[Assignment]
Each line of the records containing "below" is to be copied out and returned.
::::::
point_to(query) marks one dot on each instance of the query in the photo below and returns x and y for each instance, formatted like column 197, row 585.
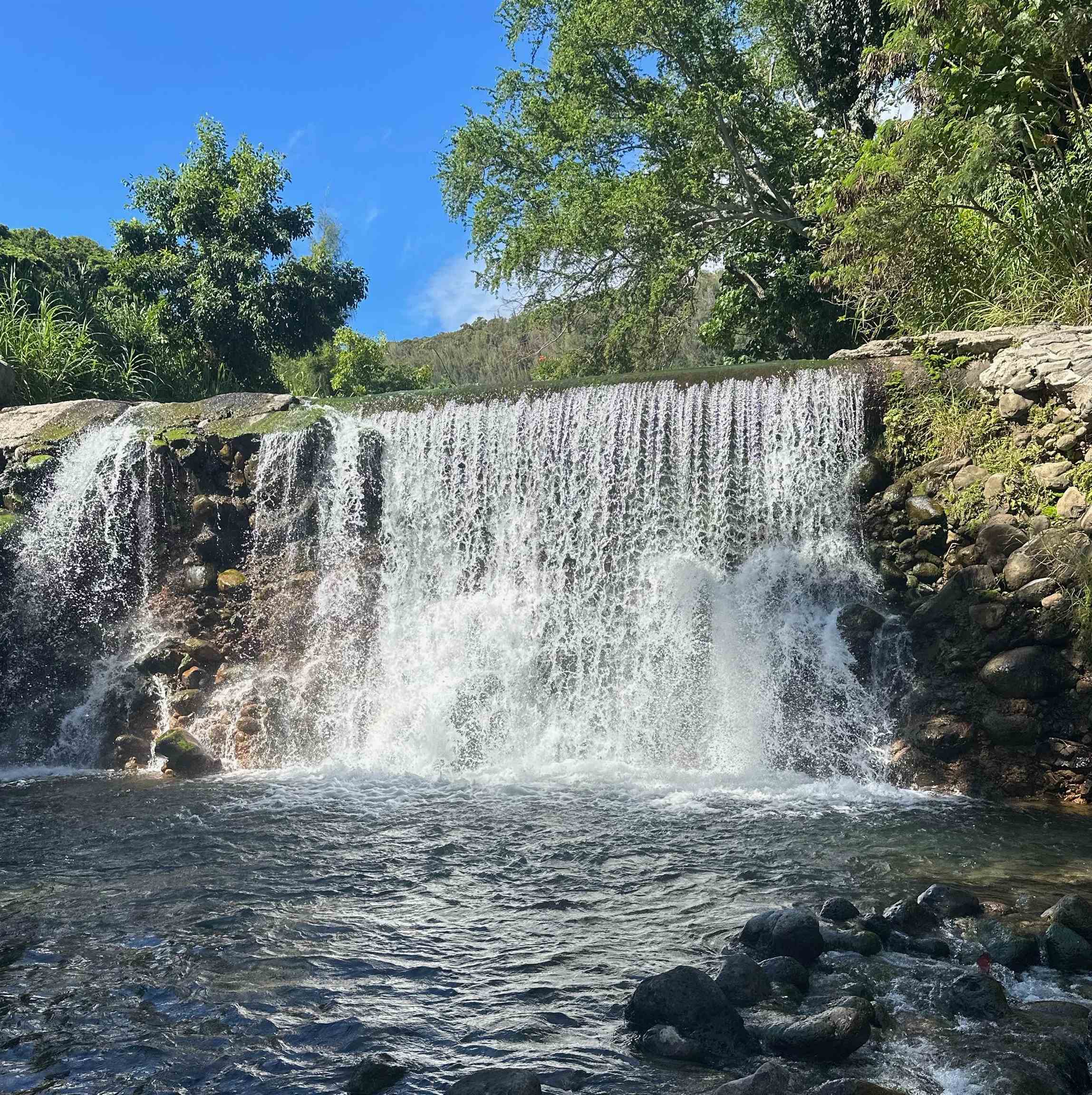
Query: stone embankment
column 985, row 549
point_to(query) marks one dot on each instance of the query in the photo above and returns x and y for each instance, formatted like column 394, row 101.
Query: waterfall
column 86, row 566
column 633, row 574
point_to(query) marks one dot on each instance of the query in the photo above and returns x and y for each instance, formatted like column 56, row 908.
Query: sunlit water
column 261, row 933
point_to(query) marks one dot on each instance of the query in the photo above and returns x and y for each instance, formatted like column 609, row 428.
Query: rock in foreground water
column 978, row 997
column 684, row 998
column 185, row 755
column 950, row 902
column 375, row 1075
column 742, row 979
column 831, row 1036
column 499, row 1082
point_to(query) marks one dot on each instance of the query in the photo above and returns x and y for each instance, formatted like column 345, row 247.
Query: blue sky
column 358, row 96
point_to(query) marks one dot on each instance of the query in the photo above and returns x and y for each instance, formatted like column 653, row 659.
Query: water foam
column 639, row 574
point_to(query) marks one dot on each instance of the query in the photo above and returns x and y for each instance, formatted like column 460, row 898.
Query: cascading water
column 639, row 574
column 87, row 564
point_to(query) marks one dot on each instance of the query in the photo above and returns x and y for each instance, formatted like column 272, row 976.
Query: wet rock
column 184, row 755
column 948, row 902
column 499, row 1082
column 978, row 997
column 1015, row 950
column 860, row 942
column 1026, row 672
column 230, row 582
column 908, row 916
column 664, row 1040
column 783, row 970
column 926, row 946
column 772, row 1079
column 1073, row 912
column 839, row 909
column 831, row 1035
column 847, row 1086
column 791, row 932
column 742, row 980
column 1066, row 950
column 194, row 678
column 375, row 1075
column 203, row 652
column 197, row 577
column 166, row 657
column 186, row 701
column 923, row 510
column 684, row 998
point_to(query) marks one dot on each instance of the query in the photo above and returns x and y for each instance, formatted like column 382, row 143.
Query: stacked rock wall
column 992, row 564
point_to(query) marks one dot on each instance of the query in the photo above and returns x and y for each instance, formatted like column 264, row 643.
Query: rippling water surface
column 260, row 933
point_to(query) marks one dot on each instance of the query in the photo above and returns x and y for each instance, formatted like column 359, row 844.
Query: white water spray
column 638, row 574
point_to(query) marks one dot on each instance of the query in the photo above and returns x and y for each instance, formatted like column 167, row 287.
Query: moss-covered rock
column 184, row 755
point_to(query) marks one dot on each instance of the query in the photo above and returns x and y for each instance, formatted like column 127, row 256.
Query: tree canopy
column 214, row 250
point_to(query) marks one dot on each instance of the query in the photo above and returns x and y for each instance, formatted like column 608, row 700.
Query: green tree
column 637, row 143
column 978, row 210
column 214, row 249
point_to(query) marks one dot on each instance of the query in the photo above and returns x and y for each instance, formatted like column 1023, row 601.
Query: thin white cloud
column 452, row 298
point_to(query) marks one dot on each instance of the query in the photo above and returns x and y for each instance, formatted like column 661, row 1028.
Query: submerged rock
column 684, row 998
column 784, row 970
column 793, row 933
column 664, row 1040
column 1073, row 912
column 948, row 902
column 839, row 908
column 831, row 1036
column 742, row 980
column 860, row 942
column 912, row 918
column 978, row 997
column 185, row 756
column 772, row 1079
column 1066, row 950
column 375, row 1075
column 499, row 1082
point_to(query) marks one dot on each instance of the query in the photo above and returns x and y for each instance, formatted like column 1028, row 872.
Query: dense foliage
column 635, row 144
column 199, row 295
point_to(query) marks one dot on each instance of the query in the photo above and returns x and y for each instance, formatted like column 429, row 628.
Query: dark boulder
column 1017, row 951
column 831, row 1035
column 862, row 943
column 184, row 755
column 375, row 1075
column 1028, row 672
column 1073, row 912
column 1066, row 950
column 795, row 934
column 852, row 1088
column 772, row 1079
column 949, row 902
column 783, row 970
column 164, row 657
column 910, row 918
column 926, row 946
column 742, row 980
column 978, row 997
column 684, row 998
column 839, row 908
column 664, row 1040
column 499, row 1082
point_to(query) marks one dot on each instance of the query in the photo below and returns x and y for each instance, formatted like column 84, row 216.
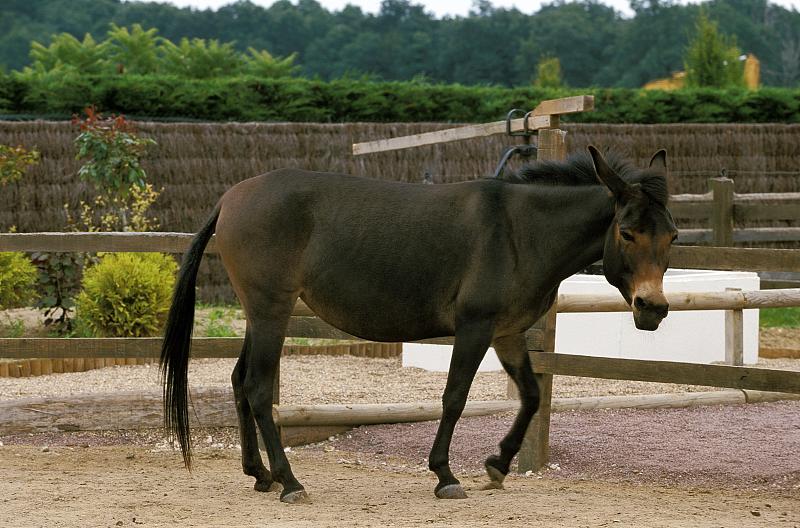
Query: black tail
column 177, row 342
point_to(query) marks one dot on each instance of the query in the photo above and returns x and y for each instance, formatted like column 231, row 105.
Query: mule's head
column 637, row 244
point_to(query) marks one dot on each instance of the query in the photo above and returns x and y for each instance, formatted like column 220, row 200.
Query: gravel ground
column 332, row 379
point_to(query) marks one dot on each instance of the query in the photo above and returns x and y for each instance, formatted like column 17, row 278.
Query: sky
column 442, row 8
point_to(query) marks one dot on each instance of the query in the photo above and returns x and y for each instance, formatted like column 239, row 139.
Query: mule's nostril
column 640, row 304
column 655, row 308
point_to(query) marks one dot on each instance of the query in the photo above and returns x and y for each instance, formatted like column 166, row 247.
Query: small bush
column 17, row 280
column 127, row 294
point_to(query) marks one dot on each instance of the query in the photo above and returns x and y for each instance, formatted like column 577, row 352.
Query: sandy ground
column 124, row 486
column 733, row 466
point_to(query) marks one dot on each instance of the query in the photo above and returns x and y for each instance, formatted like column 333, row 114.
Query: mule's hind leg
column 263, row 361
column 248, row 434
column 513, row 354
column 468, row 351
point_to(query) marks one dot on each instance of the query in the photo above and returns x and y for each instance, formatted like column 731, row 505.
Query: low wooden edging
column 214, row 407
column 23, row 368
column 776, row 353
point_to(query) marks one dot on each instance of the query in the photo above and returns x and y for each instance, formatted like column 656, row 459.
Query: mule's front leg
column 513, row 354
column 263, row 361
column 470, row 346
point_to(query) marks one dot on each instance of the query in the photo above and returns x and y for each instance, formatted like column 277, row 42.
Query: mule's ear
column 606, row 174
column 659, row 160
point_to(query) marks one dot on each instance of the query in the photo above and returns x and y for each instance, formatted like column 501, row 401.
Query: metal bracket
column 525, row 151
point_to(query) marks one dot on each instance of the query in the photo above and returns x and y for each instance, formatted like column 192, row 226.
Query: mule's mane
column 578, row 170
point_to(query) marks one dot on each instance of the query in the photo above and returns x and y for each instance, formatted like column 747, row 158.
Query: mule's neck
column 575, row 222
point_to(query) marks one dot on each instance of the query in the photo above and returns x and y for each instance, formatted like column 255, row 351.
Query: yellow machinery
column 752, row 74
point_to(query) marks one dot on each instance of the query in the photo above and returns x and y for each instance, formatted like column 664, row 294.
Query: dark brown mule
column 480, row 261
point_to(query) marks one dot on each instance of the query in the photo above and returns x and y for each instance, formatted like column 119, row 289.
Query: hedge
column 356, row 100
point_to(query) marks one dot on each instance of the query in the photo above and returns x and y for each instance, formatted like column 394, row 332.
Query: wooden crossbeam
column 543, row 116
column 667, row 372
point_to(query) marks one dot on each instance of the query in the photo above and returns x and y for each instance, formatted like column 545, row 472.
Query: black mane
column 578, row 169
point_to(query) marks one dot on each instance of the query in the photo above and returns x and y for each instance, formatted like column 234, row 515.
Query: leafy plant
column 17, row 280
column 14, row 161
column 548, row 73
column 104, row 213
column 779, row 317
column 220, row 324
column 65, row 54
column 712, row 59
column 201, row 59
column 13, row 329
column 134, row 51
column 127, row 294
column 113, row 152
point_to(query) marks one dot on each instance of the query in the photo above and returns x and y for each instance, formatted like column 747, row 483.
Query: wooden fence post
column 734, row 335
column 535, row 450
column 722, row 211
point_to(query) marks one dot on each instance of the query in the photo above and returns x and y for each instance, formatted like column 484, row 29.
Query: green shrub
column 17, row 280
column 248, row 98
column 127, row 294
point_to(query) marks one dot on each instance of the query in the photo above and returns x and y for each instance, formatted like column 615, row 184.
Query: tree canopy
column 594, row 45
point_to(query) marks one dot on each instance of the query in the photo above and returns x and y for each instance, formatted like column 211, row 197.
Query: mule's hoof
column 495, row 476
column 296, row 497
column 451, row 491
column 266, row 485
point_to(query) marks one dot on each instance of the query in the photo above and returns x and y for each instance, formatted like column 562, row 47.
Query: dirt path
column 135, row 486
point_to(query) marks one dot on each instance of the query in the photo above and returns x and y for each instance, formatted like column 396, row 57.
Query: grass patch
column 13, row 329
column 220, row 323
column 779, row 317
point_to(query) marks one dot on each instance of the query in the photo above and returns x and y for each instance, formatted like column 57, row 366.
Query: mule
column 388, row 261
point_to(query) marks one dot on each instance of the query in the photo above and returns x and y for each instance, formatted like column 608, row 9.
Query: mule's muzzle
column 648, row 313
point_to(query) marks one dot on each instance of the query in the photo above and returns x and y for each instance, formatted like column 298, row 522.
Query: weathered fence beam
column 380, row 413
column 100, row 242
column 750, row 234
column 544, row 116
column 449, row 135
column 736, row 259
column 722, row 211
column 216, row 408
column 682, row 301
column 667, row 372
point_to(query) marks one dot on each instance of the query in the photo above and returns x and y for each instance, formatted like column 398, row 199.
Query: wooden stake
column 734, row 335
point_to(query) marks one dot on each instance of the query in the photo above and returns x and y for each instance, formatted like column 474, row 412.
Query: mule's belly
column 383, row 321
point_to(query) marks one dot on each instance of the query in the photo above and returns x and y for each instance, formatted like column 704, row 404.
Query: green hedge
column 351, row 100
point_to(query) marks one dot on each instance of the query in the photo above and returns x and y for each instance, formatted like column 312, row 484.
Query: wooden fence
column 304, row 324
column 540, row 338
column 725, row 209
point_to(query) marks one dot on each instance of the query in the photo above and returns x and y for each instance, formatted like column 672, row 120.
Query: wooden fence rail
::::::
[Result]
point_to(query) marks one dot on each instance of the query in the photo below and returns x and y for each instance, formatted like column 197, row 585.
point_to(query) marks one dot on each instance of the query in the photo below and returns x and y for each instance, formatted like column 84, row 216.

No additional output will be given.